* [Work to be completed] Write out each entry below exactly; the images do not belong in your copy.

(Data extracted from a collection)
[Start of Attachment]

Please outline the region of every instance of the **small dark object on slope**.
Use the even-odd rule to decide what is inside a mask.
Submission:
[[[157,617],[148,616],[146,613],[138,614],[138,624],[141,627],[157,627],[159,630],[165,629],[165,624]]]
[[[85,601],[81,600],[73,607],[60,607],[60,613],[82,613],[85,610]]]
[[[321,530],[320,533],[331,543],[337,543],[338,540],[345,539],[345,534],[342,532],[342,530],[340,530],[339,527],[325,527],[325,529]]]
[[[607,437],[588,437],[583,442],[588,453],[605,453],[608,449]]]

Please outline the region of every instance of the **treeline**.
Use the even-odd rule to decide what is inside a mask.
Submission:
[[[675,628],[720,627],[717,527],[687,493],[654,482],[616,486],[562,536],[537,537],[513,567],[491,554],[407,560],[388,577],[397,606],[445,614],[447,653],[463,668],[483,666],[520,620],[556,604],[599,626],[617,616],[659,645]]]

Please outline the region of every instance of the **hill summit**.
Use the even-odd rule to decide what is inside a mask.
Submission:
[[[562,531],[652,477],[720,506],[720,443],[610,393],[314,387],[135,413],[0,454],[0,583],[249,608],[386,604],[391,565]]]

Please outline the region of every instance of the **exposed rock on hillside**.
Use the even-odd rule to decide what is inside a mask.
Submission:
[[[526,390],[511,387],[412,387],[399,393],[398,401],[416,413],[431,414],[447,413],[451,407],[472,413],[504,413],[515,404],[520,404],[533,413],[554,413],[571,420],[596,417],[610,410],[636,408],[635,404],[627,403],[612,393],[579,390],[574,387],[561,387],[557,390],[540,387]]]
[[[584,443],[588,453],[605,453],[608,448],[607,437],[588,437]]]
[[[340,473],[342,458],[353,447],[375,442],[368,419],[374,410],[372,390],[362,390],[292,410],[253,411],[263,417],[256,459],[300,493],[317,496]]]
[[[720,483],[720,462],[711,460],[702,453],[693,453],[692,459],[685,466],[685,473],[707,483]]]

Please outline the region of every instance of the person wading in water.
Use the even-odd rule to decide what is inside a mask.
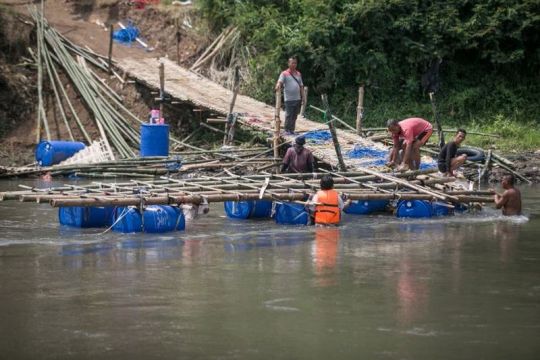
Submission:
[[[456,176],[455,171],[467,160],[467,155],[463,154],[456,156],[457,149],[459,145],[465,140],[467,132],[463,129],[458,129],[456,136],[454,136],[454,141],[450,141],[448,144],[444,145],[439,153],[439,159],[437,165],[439,171],[444,174],[444,176]]]
[[[390,167],[399,165],[398,171],[420,168],[420,148],[433,133],[431,123],[421,118],[409,118],[401,121],[388,120],[386,125],[394,141],[386,165]],[[400,161],[399,151],[402,149],[403,160]]]
[[[321,178],[321,190],[311,198],[310,203],[315,206],[315,225],[339,225],[341,210],[349,205],[334,190],[334,179],[328,174]]]
[[[294,146],[287,149],[283,157],[281,172],[285,173],[311,173],[314,169],[315,160],[311,151],[304,147],[306,138],[299,136],[294,140]]]
[[[502,213],[506,216],[521,215],[521,191],[514,187],[514,183],[514,175],[504,175],[502,179],[504,193],[493,195],[495,207],[502,208]]]
[[[289,58],[289,68],[279,75],[276,83],[276,91],[283,88],[285,98],[285,133],[294,134],[296,118],[304,102],[304,83],[302,74],[296,69],[298,59],[295,56]]]

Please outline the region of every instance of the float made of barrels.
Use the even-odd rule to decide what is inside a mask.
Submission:
[[[198,176],[188,179],[161,177],[120,183],[65,184],[51,188],[20,185],[23,190],[0,193],[0,200],[49,203],[59,208],[63,225],[110,227],[119,232],[183,230],[181,205],[224,203],[232,219],[273,218],[278,224],[308,225],[310,195],[320,178],[331,174],[334,189],[350,215],[394,212],[401,218],[451,215],[493,201],[490,191],[464,189],[454,178],[437,177],[434,170],[405,173],[360,171],[309,174],[257,174],[227,177]],[[346,221],[346,219],[345,219]]]

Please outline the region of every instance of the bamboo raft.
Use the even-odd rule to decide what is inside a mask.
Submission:
[[[225,201],[271,200],[303,202],[319,189],[319,179],[330,173],[335,189],[350,200],[427,200],[453,207],[493,201],[489,191],[469,191],[453,179],[432,176],[434,170],[379,173],[362,168],[357,172],[316,174],[258,174],[227,177],[199,176],[178,179],[161,177],[120,183],[65,184],[51,188],[19,185],[23,190],[2,192],[0,201],[49,203],[53,207],[96,207],[200,204]]]

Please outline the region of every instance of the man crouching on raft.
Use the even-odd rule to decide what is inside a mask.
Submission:
[[[494,195],[495,207],[502,208],[505,216],[521,215],[521,192],[514,187],[514,183],[514,175],[504,175],[501,182],[504,193]]]
[[[334,179],[328,174],[321,178],[321,190],[311,198],[310,203],[315,205],[315,225],[334,226],[341,221],[341,210],[349,205],[334,190]]]
[[[418,170],[420,167],[420,148],[433,133],[433,126],[421,118],[408,118],[402,121],[388,120],[386,126],[392,133],[394,146],[390,151],[387,166],[398,165],[398,171]],[[403,149],[400,162],[399,151]]]

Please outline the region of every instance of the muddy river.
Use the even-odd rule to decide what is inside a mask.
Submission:
[[[518,218],[322,229],[215,204],[162,235],[0,202],[0,358],[538,359],[539,189]]]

[End of Attachment]

* [Answer to this exercise]
Please outline the region of every instance of the **small dark object on slope**.
Use the even-odd rule to decide what is inside a mask.
Submission:
[[[157,617],[148,616],[146,613],[138,614],[138,624],[141,627],[157,627],[159,630],[165,629],[165,624]]]
[[[85,601],[81,600],[73,607],[60,607],[60,613],[82,613],[85,610]]]
[[[321,530],[320,533],[331,543],[337,543],[338,540],[345,539],[345,534],[342,532],[342,530],[340,530],[339,527],[325,527],[325,529]]]
[[[607,437],[588,437],[583,442],[588,453],[605,453],[608,449]]]

Please outline the region of every instance of the **treeline**.
Use the even-odd rule to decide what is inside a mask.
Submission:
[[[675,628],[720,627],[717,527],[687,493],[654,482],[616,486],[562,536],[537,537],[513,567],[491,554],[407,560],[388,577],[397,606],[445,614],[447,653],[463,668],[483,666],[520,620],[556,604],[599,626],[617,616],[659,645]]]

Please outline the region of every instance of the **hill summit**.
Use the even-odd rule to decide what is inside a mask.
Submission:
[[[562,531],[652,477],[720,506],[720,443],[610,393],[314,387],[135,413],[0,454],[0,583],[249,608],[386,604],[391,565]]]

Please outline the region of every instance of the **exposed rock on hillside**.
Use the even-odd rule to decide what is inside a mask.
Submission:
[[[526,390],[511,387],[412,387],[399,393],[398,401],[416,413],[431,414],[447,413],[451,407],[472,413],[504,413],[515,404],[520,404],[533,413],[554,413],[571,420],[596,417],[610,410],[636,408],[635,404],[627,403],[612,393],[579,390],[574,387],[561,387],[557,390],[540,387]]]
[[[584,443],[588,453],[605,453],[608,448],[607,437],[588,437]]]
[[[340,473],[342,458],[353,447],[375,442],[368,419],[374,410],[372,390],[362,390],[292,410],[253,411],[263,417],[256,459],[300,493],[317,496]]]
[[[720,483],[720,462],[711,460],[702,453],[693,453],[692,459],[685,466],[685,473],[707,483]]]

Please outline the region of every instance of the person wading in water.
Use the even-odd rule to decide what is inside a mask.
Submission:
[[[456,176],[455,171],[467,160],[467,155],[463,154],[456,156],[457,149],[459,145],[465,140],[467,132],[463,129],[458,129],[456,136],[454,136],[454,141],[450,141],[448,144],[444,145],[439,153],[439,159],[437,165],[439,171],[444,174],[444,176]]]
[[[390,167],[399,165],[398,171],[420,168],[420,148],[433,133],[431,123],[421,118],[409,118],[401,121],[388,120],[386,125],[394,141],[386,165]],[[400,161],[399,151],[402,149],[403,160]]]
[[[321,178],[321,190],[311,198],[310,203],[315,206],[315,225],[339,225],[341,210],[349,205],[334,190],[334,179],[328,174]]]
[[[294,146],[287,149],[283,157],[281,172],[285,173],[311,173],[314,169],[315,160],[311,151],[304,147],[306,138],[299,136],[294,140]]]
[[[502,213],[506,216],[521,215],[521,191],[514,187],[514,183],[514,175],[504,175],[502,179],[504,193],[493,195],[495,207],[502,208]]]
[[[289,58],[289,68],[279,75],[276,83],[276,91],[283,88],[285,98],[285,133],[294,134],[296,118],[304,102],[304,83],[302,74],[296,69],[298,59],[295,56]]]

Please outline the region of every instance of the float made of barrels.
Use the even-odd rule to decide what is inside a mask.
Submission:
[[[198,176],[188,179],[161,177],[120,183],[65,184],[51,188],[20,185],[23,190],[0,193],[0,200],[49,203],[59,208],[63,225],[110,227],[119,232],[183,230],[181,205],[224,203],[232,219],[273,218],[278,224],[308,225],[310,195],[320,178],[331,174],[334,189],[350,215],[394,212],[401,218],[451,215],[493,201],[490,191],[464,189],[454,178],[437,177],[434,170],[405,173],[360,171],[309,174],[257,174],[227,177]],[[346,221],[346,219],[345,219]]]

Please outline the region of every instance of the bamboo raft.
Use the even-odd rule to decide what is inside a mask.
Submission:
[[[225,201],[271,200],[303,202],[319,189],[319,179],[330,173],[335,189],[350,200],[427,200],[453,207],[493,201],[489,191],[469,191],[453,179],[432,176],[434,170],[379,173],[362,168],[357,172],[316,174],[258,174],[227,177],[199,176],[178,179],[161,177],[120,183],[65,184],[51,188],[19,185],[23,190],[2,192],[0,201],[49,203],[53,207],[96,207],[200,204]]]

Please outline the region of every instance of the man crouching on raft.
Use the even-odd rule to decide what is inside a mask.
Submission:
[[[494,195],[495,207],[502,208],[505,216],[521,215],[521,192],[514,187],[514,183],[514,175],[504,175],[501,182],[504,193]]]
[[[334,179],[328,174],[321,178],[321,190],[311,198],[310,203],[315,205],[315,225],[334,226],[341,221],[341,210],[349,205],[334,190]]]
[[[418,170],[420,167],[420,148],[433,133],[433,126],[421,118],[408,118],[402,121],[388,120],[386,126],[392,133],[394,146],[390,151],[387,166],[398,165],[398,171]],[[403,149],[400,162],[399,151]]]

Please outline the region of every instance of the muddy river.
Use the even-odd rule to decide what is inside a mask.
Submission:
[[[518,218],[322,229],[215,204],[162,235],[0,202],[0,358],[538,359],[539,189]]]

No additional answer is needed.